> [TASK GOAL] Count the lines in the material below that contain the string "butter", matching case exactly. Reply with only the number.

## START PROVIDED RECORDS

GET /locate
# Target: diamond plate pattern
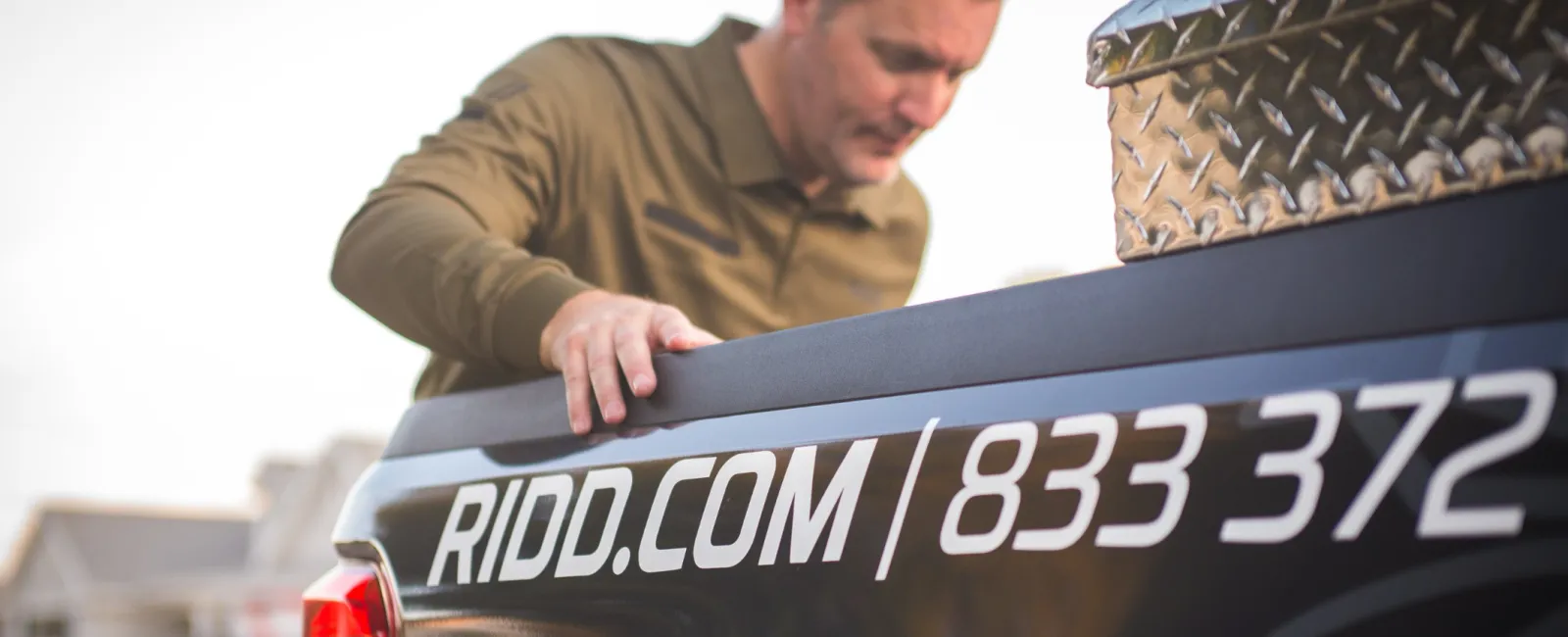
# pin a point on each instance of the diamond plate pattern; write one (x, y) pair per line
(1325, 109)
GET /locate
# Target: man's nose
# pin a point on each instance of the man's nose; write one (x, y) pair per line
(925, 101)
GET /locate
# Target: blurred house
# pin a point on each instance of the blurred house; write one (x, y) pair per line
(117, 571)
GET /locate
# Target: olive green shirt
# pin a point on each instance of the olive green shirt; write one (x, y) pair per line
(640, 169)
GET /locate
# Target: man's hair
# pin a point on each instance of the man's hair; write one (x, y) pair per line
(831, 7)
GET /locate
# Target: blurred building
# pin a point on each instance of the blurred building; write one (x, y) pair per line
(117, 571)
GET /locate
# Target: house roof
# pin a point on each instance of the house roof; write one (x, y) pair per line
(138, 545)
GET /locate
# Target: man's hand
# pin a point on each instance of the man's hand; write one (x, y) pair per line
(598, 334)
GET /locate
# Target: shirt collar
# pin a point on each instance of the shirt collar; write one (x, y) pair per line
(747, 149)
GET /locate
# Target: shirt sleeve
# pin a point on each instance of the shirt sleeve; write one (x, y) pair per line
(436, 253)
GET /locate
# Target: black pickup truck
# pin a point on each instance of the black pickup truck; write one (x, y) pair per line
(1317, 399)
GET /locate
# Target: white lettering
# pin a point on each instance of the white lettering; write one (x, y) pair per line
(499, 529)
(1439, 518)
(650, 558)
(572, 564)
(1301, 464)
(1084, 480)
(512, 566)
(1003, 485)
(843, 495)
(1429, 399)
(462, 542)
(1170, 472)
(706, 554)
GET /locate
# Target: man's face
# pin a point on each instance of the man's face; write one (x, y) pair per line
(864, 82)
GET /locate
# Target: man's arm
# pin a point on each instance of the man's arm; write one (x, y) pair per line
(436, 251)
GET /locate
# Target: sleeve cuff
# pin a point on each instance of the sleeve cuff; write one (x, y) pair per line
(522, 316)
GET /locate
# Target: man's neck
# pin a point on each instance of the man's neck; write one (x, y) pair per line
(760, 60)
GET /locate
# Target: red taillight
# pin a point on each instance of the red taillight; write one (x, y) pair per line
(347, 603)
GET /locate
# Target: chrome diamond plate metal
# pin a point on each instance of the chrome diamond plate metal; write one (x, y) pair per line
(1243, 118)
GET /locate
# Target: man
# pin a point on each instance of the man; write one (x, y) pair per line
(601, 200)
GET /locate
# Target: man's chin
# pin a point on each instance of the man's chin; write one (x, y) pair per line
(872, 172)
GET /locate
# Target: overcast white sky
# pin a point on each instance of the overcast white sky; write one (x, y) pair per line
(172, 177)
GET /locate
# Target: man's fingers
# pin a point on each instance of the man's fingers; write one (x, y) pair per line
(631, 347)
(572, 358)
(606, 372)
(676, 331)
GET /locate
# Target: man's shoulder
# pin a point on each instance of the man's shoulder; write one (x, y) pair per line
(598, 63)
(901, 203)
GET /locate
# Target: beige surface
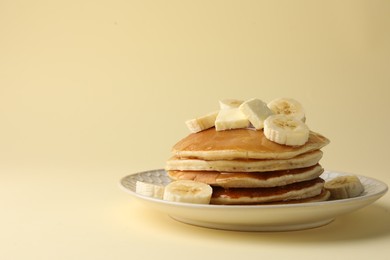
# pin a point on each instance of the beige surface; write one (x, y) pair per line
(93, 90)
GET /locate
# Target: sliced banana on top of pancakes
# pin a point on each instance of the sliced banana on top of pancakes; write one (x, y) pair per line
(283, 119)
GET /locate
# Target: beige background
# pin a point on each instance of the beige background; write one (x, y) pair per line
(93, 90)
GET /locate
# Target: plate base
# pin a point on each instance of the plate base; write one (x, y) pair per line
(254, 228)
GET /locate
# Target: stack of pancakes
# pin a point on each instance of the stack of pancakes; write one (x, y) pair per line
(244, 167)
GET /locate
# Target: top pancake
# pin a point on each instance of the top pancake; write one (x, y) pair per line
(241, 144)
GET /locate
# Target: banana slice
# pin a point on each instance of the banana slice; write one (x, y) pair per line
(288, 106)
(230, 118)
(149, 189)
(188, 191)
(344, 187)
(202, 123)
(229, 103)
(286, 130)
(256, 111)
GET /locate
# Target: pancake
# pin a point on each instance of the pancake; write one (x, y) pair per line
(295, 191)
(241, 144)
(242, 165)
(251, 179)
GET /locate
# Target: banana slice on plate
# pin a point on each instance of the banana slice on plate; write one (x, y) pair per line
(288, 106)
(149, 189)
(344, 187)
(188, 191)
(286, 130)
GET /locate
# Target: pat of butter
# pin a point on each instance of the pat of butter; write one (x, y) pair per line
(256, 111)
(229, 103)
(231, 118)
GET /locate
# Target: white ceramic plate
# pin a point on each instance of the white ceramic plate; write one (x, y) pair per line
(256, 217)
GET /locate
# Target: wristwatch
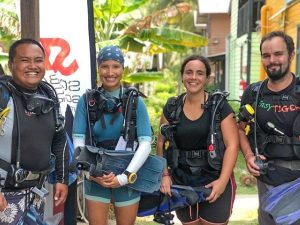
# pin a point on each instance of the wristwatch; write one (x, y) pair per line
(131, 177)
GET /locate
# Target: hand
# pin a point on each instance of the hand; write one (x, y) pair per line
(106, 180)
(218, 187)
(251, 165)
(3, 203)
(61, 192)
(165, 186)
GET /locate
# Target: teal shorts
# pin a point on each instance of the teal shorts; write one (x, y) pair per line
(122, 196)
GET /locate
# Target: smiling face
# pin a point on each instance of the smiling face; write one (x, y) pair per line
(28, 65)
(110, 72)
(194, 76)
(275, 58)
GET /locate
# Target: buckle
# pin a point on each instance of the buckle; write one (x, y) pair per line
(196, 154)
(279, 139)
(20, 175)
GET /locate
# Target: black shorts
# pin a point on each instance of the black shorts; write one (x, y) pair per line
(216, 212)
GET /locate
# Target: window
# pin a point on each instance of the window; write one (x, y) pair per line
(243, 15)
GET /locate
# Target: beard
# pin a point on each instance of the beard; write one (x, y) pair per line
(277, 74)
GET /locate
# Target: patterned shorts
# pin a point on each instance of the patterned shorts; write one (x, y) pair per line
(18, 211)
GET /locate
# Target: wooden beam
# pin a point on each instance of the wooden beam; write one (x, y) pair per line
(30, 19)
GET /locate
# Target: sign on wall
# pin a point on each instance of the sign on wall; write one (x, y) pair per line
(65, 34)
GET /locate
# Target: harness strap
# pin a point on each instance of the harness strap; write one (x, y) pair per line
(193, 154)
(283, 140)
(293, 165)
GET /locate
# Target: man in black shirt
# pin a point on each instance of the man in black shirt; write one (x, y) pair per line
(272, 146)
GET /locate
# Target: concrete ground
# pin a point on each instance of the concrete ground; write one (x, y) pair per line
(245, 206)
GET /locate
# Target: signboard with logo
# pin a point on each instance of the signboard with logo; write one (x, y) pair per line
(65, 33)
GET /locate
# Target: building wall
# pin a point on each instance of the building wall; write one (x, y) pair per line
(219, 26)
(283, 17)
(237, 56)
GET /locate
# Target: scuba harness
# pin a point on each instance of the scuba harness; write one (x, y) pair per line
(215, 146)
(273, 171)
(13, 174)
(99, 102)
(258, 138)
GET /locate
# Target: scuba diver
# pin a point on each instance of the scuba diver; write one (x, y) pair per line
(32, 136)
(199, 137)
(271, 146)
(112, 118)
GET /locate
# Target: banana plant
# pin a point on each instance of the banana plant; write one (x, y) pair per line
(147, 35)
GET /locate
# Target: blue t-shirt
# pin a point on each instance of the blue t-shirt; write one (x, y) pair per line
(112, 131)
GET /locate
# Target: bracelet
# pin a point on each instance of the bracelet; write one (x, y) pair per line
(246, 157)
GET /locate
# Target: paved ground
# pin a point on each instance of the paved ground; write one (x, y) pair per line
(245, 206)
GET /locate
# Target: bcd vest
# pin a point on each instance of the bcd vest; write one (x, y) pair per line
(99, 102)
(263, 138)
(215, 146)
(11, 174)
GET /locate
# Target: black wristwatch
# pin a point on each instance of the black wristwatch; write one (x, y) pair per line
(131, 177)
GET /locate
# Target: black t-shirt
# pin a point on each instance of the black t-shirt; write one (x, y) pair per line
(192, 135)
(280, 108)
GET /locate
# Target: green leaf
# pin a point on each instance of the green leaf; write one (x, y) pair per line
(143, 77)
(134, 5)
(172, 36)
(132, 45)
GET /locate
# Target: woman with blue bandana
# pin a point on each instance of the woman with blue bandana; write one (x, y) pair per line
(106, 132)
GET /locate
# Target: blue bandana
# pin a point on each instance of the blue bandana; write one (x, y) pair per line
(110, 53)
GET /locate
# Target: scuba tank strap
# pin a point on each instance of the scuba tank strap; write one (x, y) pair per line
(130, 104)
(216, 145)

## END PROVIDED RECORDS

> [TASK OUTPUT] 2